FOLGENDES BEARBEITEN:
a) Schreib aus der Note der liechtensteinischen Regierung das Stück von „Höflichst bezugnehmend auf“ bis „des Fürstentums herbeizuführen.“ Wort für Wort ab.
b) Stimmen diese Aussagen mit der Note der liechtensteinischen Regierung überein? (i) Die Note trägt das Datum 14.7.1940. (ii) Die Besprechungen mit Dr. Feldscher führte der Regierungschef allein. (iii) Die Regierung hofft, dass die Erfüllung ihrer Wünsche zu besseren wirtschaftlichen Verhältnissen im Fürstentum führt. Antworte jeweils mit Ja oder Nein und zitiere die entscheidenden Worte der Note wörtlich.
c) Führ die Note der liechtensteinischen Regierung zum Zollvertrag nach ihrem letzten Satz im gleichen Ton weiter.

TEXTABSCHNITT:

■ ■ ■ ■ ■ ■ ■

Die liechtensteinische Regierung wünscht im Rahmen des Zollvertrages die wirtschaftliche Gleichstellung des Fürstentums mit einem Kanton


Note der Regierung an das Eidgenössische Politische Departement [1]

14.7.1940

Höflichst bezugnehmend auf die verschiedenen Besprechungen, die der Herr Regierungschef Dr.  [Josef] Hoop und Regierungschef-Stellvertreter Dr. [Alois] Vogt mit Herrn Legationsrat Dr. [Peter Anton] Feldscher vom Eidgenössischen Politischen Departement hatte, gestattet sich die fürstliche Regierung im nachstehenden nochmals gewisse Wünsche bezüglich Vertiefung der durch den liechtensteinisch-schweizerischen Zollvertrag geschaffenen gegenseitigen Beziehungen zu unterbreiten. Die fürstliche Regierung möchte vorweg der Hoffnung Ausdruck geben, dass es den Eidgenössischen Behörden möglich sein wird, diesen Wünschen zu entsprechen und damit die Voraussetzungen für eine Besserung der wirtschaftlichen Verhältnisse des Fürstentums herbeizuführen.

■ ■ ■ ■ ■ ■ ■

BEREITGESTELLTE DATEN:
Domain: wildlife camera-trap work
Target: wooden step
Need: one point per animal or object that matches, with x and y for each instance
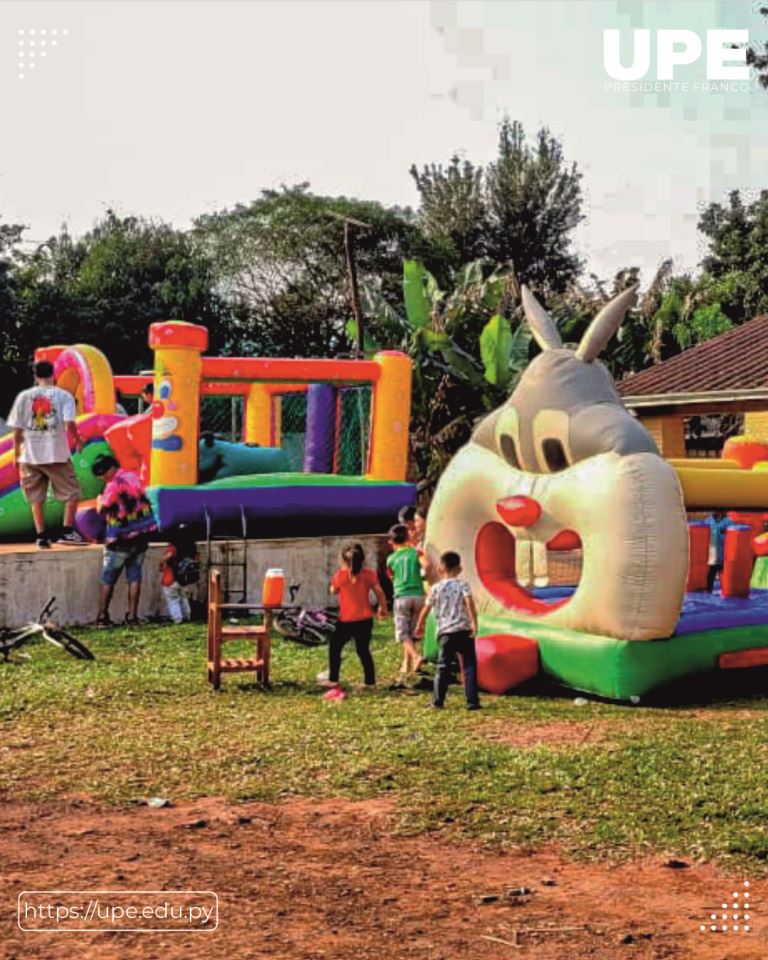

■ ■ ■ ■ ■ ■ ■

LÖSUNGEN DER REIHE:
a)
Höflichst bezugnehmend auf die verschiedenen Besprechungen, die der Herr Regierungschef Dr.  [Josef] Hoop und Regierungschef-Stellvertreter Dr. [Alois] Vogt mit Herrn Legationsrat Dr. [Peter Anton] Feldscher vom Eidgenössischen Politischen Departement hatte, gestattet sich die fürstliche Regierung im nachstehenden nochmals gewisse Wünsche bezüglich Vertiefung der durch den liechtensteinisch-schweizerischen Zollvertrag geschaffenen gegenseitigen Beziehungen zu unterbreiten. Die fürstliche Regierung möchte vorweg der Hoffnung Ausdruck geben, dass es den Eidgenössischen Behörden möglich sein wird, diesen Wünschen zu entsprechen und damit die Voraussetzungen für eine Besserung der wirtschaftlichen Verhältnisse des Fürstentums herbeizuführen.

b)
(i) Ja: „14.7.1940“
(ii) Nein: „und Regierungschef-Stellvertreter Dr. [Alois] Vogt mit Herrn Legationsrat Dr. [Peter Anton] Feldscher“
(iii) Ja: „die Voraussetzungen für eine Besserung der wirtschaftlichen Verhältnisse des Fürstentums herbeizuführen“

c)
Mit ihrer Note Zl. 180/103 vom 3. Mai 1938 hat die fürstliche Regierung bereits die Anträge, die sie damals zu stellen hatte, formuliert. [2] Sie kann sich heute deshalb auf eine summarische Wiederholung derselben beschränken.

1.) Verwendung des Armbrustzeichens für liechtensteinische Erzeugnisse

Die fürstliche Regierung hat bereits im Jahre 1935 beim Zentralsekretariate der Schweizer Woche den Wunsch des liechtensteinischen Gewerbes angebracht, seinen Erzeugnissen die Verwendung des Armbrustzeichens zu gestatten. [3] Die Verhandlungen hierüber sind soweit gediehen, dass im allgemeinen der Stattgebung dieses Wunsches nichts im Wege steht. Durch die Übernahme der Schweizerischen Verordnung über die Ursprungszeugnisse [4] dürfte die letzte Voraussetzung für die Zuerkennung des schweizerischen Ursprungszeichens für liechtensteinische Erzeugnisse gegeben sein.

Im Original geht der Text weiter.